A five hour Sunday stroll westbound found us in Hot Springs, Arkansas.
Our planned destination was the National Park Campground in
Gulpha Gorge but upon arrival we found to my surprise that the no reservation
campground was filled so we had to enact plan B.
So I entered new coordinates into the GPS and we headed about 8 miles
south to our alternate - Catherine's Landing RV Resort.
We are backed in to a lovely site on the shore of Lake Catherine, which at our location looks
more like a river. We are enjoying watching the waterfowl arriving and departing
on the placid water. Its my second choice but certainly not second rate!
Of course our stop here was to visit....
You guessed it! The Hot Springs!
Known to Native Americans for thousands of years, this area became known to the
rest of us much later than that. Development began in earnest in the 1800's and the
Federal Government immediately saw a need to protect the natural resource for future generations
so the Hot Springs Reservation was established in 1832 - long before the first National Parks.
Fed by over 40 natural hot springs - during its heyday in the 1920's there were
over 2 dozen operating Bathhouses - 9 of them located on "Bathhouse Row"
The bathhouse of the day filled as much a medicinal need as they did recreational.
The hot waters were thought to be healing and many patients who had exhausted
more traditional medical approaches would be sent here as a last resort.
Today there are 8 remaining bathhouses still lining Bathhouse Row
but only two of them are still operating as Bathhouses.
The Buckstaff Bathhouse provides the traditional Bathhouse Experience
as would have been provided in the late 1800's and early 1900's.

◆ STUDY QUESTIONS ◆
1) Answer these from the Hot Springs post:
(a) About how far south of Gulpha Gorge was the alternate campground?
(b) In what year was the Hot Springs Reservation established?
(c) How many of the remaining bathhouses on Bathhouse Row still operate as bathhouses?
2) Can you print the Hot Springs post from "So I entered" to "was to visit...."?
You won't need the records for this.

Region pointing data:
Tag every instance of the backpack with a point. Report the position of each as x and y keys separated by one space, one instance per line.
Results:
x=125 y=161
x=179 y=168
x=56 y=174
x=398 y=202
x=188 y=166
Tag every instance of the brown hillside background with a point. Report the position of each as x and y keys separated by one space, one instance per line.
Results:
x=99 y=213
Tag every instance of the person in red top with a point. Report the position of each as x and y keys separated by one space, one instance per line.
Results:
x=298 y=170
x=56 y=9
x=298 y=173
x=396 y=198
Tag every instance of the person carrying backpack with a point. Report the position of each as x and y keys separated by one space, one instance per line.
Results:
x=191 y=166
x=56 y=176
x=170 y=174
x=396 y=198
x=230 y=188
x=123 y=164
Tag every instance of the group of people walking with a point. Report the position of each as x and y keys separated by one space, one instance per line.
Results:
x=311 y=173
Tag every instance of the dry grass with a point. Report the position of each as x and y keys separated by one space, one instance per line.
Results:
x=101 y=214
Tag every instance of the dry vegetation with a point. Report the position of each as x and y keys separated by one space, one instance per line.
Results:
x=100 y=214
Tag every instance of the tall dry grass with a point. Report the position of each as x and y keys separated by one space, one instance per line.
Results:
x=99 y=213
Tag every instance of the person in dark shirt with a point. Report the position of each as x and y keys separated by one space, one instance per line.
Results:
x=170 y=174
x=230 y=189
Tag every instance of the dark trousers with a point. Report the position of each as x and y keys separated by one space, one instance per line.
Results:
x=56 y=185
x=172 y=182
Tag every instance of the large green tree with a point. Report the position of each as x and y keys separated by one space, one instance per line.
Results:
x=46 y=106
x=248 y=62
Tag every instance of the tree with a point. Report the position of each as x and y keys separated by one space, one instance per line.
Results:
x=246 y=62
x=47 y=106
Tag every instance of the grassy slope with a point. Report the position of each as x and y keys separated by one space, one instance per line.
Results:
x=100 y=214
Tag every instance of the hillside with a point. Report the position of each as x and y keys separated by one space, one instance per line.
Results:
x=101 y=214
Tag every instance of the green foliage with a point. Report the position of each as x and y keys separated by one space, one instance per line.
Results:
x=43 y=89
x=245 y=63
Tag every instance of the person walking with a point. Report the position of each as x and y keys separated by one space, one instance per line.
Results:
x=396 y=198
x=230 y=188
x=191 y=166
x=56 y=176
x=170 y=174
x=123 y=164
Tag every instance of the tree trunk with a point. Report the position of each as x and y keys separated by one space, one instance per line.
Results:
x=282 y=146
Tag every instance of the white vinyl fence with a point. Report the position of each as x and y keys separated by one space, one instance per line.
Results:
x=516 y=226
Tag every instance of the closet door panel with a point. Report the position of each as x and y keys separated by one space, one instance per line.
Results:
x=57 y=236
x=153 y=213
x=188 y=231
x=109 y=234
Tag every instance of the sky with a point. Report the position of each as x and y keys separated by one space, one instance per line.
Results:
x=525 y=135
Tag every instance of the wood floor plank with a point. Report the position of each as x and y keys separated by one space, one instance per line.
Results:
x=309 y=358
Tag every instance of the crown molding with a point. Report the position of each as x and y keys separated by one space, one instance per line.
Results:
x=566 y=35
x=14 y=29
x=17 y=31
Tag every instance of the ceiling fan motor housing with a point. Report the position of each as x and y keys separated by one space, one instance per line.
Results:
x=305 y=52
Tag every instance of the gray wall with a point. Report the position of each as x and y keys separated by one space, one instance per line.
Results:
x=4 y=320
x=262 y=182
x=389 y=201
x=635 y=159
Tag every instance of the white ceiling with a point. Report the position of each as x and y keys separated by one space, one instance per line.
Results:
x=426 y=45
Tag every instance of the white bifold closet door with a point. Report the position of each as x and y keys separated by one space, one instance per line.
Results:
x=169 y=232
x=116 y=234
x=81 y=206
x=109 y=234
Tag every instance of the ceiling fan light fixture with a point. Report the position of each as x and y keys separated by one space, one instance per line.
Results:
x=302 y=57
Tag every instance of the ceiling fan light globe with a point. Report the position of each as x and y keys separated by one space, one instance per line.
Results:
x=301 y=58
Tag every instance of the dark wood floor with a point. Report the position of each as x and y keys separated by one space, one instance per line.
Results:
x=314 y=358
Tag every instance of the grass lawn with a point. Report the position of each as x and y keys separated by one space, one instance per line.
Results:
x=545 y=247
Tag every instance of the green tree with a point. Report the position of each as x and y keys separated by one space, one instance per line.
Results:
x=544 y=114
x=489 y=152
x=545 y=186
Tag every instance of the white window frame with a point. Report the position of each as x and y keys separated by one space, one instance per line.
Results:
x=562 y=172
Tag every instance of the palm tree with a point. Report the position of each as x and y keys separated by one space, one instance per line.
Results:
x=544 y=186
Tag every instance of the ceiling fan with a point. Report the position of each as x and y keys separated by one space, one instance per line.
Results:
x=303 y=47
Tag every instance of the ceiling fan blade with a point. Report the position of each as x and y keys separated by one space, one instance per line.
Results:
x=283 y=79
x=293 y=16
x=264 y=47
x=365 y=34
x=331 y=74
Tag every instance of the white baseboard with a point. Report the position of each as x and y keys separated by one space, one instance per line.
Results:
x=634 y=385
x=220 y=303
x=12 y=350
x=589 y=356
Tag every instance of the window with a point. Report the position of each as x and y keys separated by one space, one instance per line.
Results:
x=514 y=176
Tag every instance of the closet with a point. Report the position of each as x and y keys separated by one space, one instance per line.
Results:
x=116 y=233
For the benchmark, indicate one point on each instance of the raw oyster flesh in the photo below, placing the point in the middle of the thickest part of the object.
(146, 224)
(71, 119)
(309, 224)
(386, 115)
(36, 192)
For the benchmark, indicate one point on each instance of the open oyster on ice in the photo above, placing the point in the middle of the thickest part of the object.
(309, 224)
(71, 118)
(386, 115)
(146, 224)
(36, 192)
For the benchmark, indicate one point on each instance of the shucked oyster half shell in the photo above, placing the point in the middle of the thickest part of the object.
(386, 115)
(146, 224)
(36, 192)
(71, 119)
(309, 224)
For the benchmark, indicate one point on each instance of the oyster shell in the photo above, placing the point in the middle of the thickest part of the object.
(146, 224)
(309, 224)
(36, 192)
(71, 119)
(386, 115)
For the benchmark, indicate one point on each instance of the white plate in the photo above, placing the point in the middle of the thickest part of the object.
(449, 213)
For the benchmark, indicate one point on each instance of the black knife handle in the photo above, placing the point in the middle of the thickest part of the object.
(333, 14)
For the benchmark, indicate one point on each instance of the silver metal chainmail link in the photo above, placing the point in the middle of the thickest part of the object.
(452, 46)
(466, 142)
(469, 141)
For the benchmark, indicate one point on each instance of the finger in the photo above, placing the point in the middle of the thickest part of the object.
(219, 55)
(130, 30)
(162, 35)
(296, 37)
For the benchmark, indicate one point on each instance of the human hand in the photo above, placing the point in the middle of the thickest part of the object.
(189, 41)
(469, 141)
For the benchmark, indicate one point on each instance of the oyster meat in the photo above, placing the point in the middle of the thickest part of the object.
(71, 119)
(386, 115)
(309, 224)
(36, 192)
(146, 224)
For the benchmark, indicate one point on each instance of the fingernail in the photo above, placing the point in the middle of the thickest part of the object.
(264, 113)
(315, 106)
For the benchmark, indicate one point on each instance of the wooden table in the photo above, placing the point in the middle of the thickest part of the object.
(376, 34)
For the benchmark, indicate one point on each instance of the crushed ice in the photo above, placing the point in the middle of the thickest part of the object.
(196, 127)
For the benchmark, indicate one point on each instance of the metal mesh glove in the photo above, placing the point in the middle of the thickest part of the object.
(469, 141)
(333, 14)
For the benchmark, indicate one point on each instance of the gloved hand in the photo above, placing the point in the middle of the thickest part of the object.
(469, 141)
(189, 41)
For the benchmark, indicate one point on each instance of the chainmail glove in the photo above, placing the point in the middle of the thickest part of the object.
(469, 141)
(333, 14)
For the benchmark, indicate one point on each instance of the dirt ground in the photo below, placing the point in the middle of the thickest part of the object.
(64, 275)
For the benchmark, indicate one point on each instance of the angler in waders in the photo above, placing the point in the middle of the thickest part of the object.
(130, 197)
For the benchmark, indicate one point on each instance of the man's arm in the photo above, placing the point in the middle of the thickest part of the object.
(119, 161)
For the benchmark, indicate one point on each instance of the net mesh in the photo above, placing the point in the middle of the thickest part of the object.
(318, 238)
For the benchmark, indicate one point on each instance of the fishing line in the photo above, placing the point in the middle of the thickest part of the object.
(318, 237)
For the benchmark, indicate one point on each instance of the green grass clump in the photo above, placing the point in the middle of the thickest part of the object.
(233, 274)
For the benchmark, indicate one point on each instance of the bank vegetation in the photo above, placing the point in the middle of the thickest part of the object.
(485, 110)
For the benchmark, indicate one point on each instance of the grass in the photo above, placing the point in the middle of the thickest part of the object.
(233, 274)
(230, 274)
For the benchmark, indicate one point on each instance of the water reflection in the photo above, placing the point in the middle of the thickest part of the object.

◆ TASK-BY-TASK ANSWERS ◆
1)
(a) About 8 miles
(b) 1832
(c) Two

2)
So I entered new coordinates into the GPS and we headed about 8 miles
south to our alternate - Catherine's Landing RV Resort.
We are backed in to a lovely site on the shore of Lake Catherine, which at our location looks
more like a river. We are enjoying watching the waterfowl arriving and departing
on the placid water. Its my second choice but certainly not second rate!
Of course our stop here was to visit....